→ **WHAT YOU HAVE TO DO**
Return the passage about racism toward Onondaga lacrosse players word for word, in full.

→ **PASSAGE TO READ**
========================================================================

The Iroquois Nationals before their game against Canada on July 13. Photo from Iroquois Nationals

Lacrosse stars from the Onondaga Nation of New York say racism from fellow players and fans is common:
The Iroquois, who for decades primarily played an indoor lacrosse variant, were not invited to the first World Field Lacrosse Championships in 1968. The Heisman Trophy of college lacrosse pays homage to a Native word for lacrosse, tewaaraton, but not until this year was it awarded to a Native. Yet even in the story of co-Tewaaraton Award winners Lyle and Miles Thompson, we still hear echoes of the same racist attitudes which strangled opportunity for previous generations.

The brothers, who last season set numerous scoring and assist records at the University of Albany, wear a traditional Iroquois hairstyle of shaved head and long braid in the back. The look has made them targets of verbal abuse. “We get a lot of racist remarks on the lacrosse field, not only by the fans but by the players too,” Miles Thompson told ESPN. “They want to make fun of us by the long hair that we have.” Their cousin Ty Thompson, a teammate at Albany and the national team, continued: “It’s ‘Pocahontas,’ or ‘wagon-burners.’ It’s a bunch of stuff like that.”

========================================================================

→ **Location labeling rows**
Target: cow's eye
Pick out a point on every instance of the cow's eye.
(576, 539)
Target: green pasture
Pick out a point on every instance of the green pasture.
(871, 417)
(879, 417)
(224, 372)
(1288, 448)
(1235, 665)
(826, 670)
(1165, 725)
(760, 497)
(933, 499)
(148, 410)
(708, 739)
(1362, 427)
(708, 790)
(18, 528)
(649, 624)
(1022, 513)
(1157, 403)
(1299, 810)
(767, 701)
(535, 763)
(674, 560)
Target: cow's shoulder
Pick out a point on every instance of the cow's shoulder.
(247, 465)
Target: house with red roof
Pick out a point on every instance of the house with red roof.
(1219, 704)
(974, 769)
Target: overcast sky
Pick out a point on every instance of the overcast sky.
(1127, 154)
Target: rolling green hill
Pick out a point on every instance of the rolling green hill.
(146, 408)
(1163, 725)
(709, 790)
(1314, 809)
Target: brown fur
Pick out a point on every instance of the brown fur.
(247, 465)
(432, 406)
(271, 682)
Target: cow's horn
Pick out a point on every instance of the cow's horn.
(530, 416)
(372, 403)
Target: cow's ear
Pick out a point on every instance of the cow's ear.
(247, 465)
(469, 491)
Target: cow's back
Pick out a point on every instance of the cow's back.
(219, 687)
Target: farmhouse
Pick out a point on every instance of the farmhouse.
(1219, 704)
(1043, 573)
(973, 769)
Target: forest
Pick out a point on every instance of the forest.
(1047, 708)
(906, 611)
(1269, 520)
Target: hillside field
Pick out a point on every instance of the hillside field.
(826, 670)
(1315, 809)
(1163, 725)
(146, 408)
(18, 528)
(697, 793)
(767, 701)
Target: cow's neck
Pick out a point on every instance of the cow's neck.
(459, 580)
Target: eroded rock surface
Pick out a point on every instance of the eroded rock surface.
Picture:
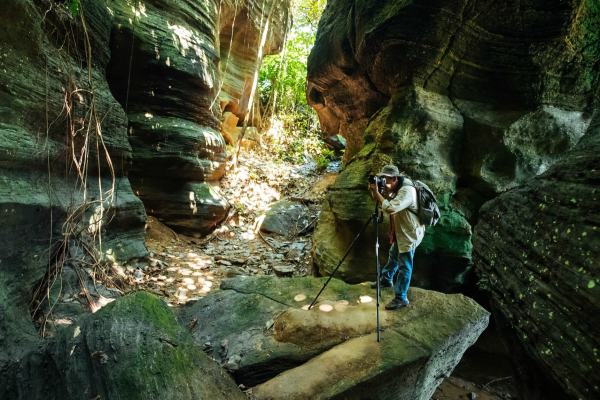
(462, 95)
(260, 327)
(175, 66)
(537, 250)
(132, 348)
(284, 218)
(56, 171)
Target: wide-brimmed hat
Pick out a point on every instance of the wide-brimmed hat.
(389, 170)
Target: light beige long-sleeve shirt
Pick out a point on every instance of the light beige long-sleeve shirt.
(409, 231)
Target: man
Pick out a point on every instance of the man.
(406, 231)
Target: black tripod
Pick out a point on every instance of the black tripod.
(376, 220)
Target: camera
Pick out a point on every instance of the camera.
(380, 182)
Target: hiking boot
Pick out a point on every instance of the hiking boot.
(396, 304)
(382, 283)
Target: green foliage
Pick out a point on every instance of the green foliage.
(295, 135)
(287, 74)
(590, 29)
(73, 6)
(295, 132)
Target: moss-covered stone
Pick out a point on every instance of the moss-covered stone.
(133, 348)
(264, 323)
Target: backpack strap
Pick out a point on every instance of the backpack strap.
(418, 205)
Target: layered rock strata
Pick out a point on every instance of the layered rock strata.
(537, 250)
(472, 98)
(262, 331)
(175, 65)
(132, 348)
(65, 158)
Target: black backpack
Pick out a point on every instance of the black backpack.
(429, 212)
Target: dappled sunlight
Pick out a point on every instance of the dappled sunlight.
(366, 299)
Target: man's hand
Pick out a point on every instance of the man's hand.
(374, 189)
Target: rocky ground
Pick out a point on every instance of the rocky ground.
(268, 231)
(184, 269)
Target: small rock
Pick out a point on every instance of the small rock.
(283, 270)
(233, 363)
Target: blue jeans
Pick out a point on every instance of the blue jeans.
(401, 262)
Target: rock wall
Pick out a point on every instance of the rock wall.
(472, 98)
(132, 349)
(537, 250)
(56, 111)
(174, 66)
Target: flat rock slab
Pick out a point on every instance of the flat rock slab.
(286, 351)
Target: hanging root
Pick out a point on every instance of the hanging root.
(83, 136)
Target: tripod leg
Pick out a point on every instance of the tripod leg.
(342, 260)
(378, 270)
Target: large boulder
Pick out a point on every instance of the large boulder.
(284, 218)
(537, 251)
(133, 348)
(463, 96)
(65, 157)
(261, 329)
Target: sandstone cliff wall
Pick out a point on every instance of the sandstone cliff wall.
(477, 98)
(56, 111)
(175, 65)
(537, 250)
(473, 98)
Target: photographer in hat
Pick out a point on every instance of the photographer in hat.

========================================================================

→ **COMPLETED EXERCISE**
The Iroquois Nationals before their game against Canada on July 13. Photo from Iroquois Nationals

Lacrosse stars from the Onondaga Nation of New York say racism from fellow players and fans is common:
The Iroquois, who for decades primarily played an indoor lacrosse variant, were not invited to the first World Field Lacrosse Championships in 1968. The Heisman Trophy of college lacrosse pays homage to a Native word for lacrosse, tewaaraton, but not until this year was it awarded to a Native. Yet even in the story of co-Tewaaraton Award winners Lyle and Miles Thompson, we still hear echoes of the same racist attitudes which strangled opportunity for previous generations.

The brothers, who last season set numerous scoring and assist records at the University of Albany, wear a traditional Iroquois hairstyle of shaved head and long braid in the back. The look has made them targets of verbal abuse. “We get a lot of racist remarks on the lacrosse field, not only by the fans but by the players too,” Miles Thompson told ESPN. “They want to make fun of us by the long hair that we have.” Their cousin Ty Thompson, a teammate at Albany and the national team, continued: “It’s ‘Pocahontas,’ or ‘wagon-burners.’ It’s a bunch of stuff like that.”